■ **STATED GOAL**: Write out every single entry exactly.

--------------------

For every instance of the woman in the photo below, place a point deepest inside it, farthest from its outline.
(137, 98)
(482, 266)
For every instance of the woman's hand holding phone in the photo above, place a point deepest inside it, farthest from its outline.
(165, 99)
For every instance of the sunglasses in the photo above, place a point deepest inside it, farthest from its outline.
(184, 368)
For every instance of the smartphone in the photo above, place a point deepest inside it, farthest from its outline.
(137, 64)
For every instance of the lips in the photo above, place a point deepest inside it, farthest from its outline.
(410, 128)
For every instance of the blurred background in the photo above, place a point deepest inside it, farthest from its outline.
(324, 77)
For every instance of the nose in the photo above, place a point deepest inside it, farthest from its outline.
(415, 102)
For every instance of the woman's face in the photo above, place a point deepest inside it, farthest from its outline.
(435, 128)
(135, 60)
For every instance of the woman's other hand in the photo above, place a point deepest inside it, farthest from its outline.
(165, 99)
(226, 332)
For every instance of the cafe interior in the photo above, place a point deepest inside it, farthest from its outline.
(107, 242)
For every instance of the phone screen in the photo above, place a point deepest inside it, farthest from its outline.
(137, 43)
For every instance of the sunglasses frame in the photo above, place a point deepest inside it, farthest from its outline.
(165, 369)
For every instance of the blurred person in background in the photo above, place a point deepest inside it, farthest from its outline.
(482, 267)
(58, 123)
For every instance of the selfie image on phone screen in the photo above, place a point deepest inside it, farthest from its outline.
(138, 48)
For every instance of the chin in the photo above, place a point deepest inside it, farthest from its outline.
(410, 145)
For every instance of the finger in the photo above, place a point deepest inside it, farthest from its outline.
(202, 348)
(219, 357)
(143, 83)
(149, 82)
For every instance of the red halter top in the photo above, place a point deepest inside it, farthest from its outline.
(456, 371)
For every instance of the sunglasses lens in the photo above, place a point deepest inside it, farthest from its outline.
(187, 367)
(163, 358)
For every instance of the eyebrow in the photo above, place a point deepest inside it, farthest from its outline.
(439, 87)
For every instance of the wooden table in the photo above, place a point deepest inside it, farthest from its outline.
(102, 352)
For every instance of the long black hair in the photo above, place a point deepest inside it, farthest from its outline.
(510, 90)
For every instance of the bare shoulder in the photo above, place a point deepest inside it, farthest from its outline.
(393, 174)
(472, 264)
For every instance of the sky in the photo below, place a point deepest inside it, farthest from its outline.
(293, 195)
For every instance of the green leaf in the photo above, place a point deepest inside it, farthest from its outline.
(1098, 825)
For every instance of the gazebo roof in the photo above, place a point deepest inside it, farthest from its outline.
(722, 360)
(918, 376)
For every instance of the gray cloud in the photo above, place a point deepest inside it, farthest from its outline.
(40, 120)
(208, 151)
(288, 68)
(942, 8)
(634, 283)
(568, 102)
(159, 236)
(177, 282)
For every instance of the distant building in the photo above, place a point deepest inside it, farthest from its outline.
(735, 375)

--------------------

■ **RESPONSE**:
For every instance of the woman in the photo below, place a point deepest inside it, farthest from its outline.
(137, 98)
(482, 266)
For every instance of the woman's hand holding phone in the photo above, place a point deepest inside it, farthest from its outline.
(165, 99)
For every instance of the sunglasses in the photo above, place a point deepest inside it, farthest from its outline.
(184, 368)
For every instance of the smartphone in the photo above, place a point deepest inside it, farthest from its outline.
(137, 64)
For every instance of the lips in the photo above, place a point deepest inside it, farthest from its outline.
(410, 128)
For every instance of the blurred background in the photo above, place a point deepest inside it, farthest from its outline.
(324, 77)
For every instance of the nose in the photo above, place a point deepest inside it, farthest from its outline.
(415, 102)
For every instance of the woman's face in the photo above, place a point deepest inside it, farthest from its outline.
(435, 128)
(135, 60)
For every instance of the woman's other hand in the photo above, place a point deepest inside it, farthest from its outline.
(165, 99)
(226, 332)
For every instance of the cafe interior in the photo above, place a point deepest inside it, farthest from its outline.
(107, 242)
For every instance of the phone screen in the photo above, place a point deepest inside it, farthest from its outline.
(137, 43)
For every instance of the sunglasses frame in the photo above, place a point deepest inside it, farthest from its outline.
(165, 369)
For every instance of the blurred person in background in the photo above, place a point deepest inside it, farthest from its outline.
(482, 267)
(58, 123)
For every instance of the selfie image on phone screen in the photo above, place a point deepest inside it, farthest from its outline.
(138, 48)
For every instance of the chin in the photo above, place a point deepest inside it, farthest from its outline.
(410, 145)
For every instance of the finger in the photo above, place a point deepest inside it, farthest from its outline.
(202, 348)
(219, 357)
(143, 83)
(149, 82)
For every instance of the red halter top in the photo above, place a point deepest inside it, farthest from its outline.
(456, 371)
For every instance of the sunglasses lens in the photo above, place a point deepest inside it, farthest from its outline.
(187, 367)
(163, 358)
For every instance of the eyebrow in the photo above, place a point deepest inside it, farthest from its outline.
(439, 87)
For every instance of the wooden table in the photo above, place a point deepest inside it, farthest from its outline.
(102, 352)
For every instance of the long black hair in the photo above, place a point deepest inside it, farthest from its outline.
(510, 90)
For every instance of the bare shoulder in the photo above, place a point deepest inside it, farthest from its outline.
(393, 174)
(472, 264)
For every instance of the sky in the photo below, place a point deepest inside it, farthest from its outline.
(293, 195)
For every instance of the green leaf in the photo above, place a point deepest inside it, farthest from its outline.
(1098, 825)
For every instance of the gazebo roof in the photo above, place a point deepest inside it, farthest from its outline.
(722, 360)
(918, 376)
For every instance of the gray cloud in the photo above, place a point deepest inside it, farthest from its outline.
(40, 120)
(208, 151)
(288, 68)
(942, 8)
(634, 283)
(568, 102)
(159, 236)
(177, 282)
For every instance of the distant building in the photo above, place a point deepest inside it, farthest from its outline.
(735, 375)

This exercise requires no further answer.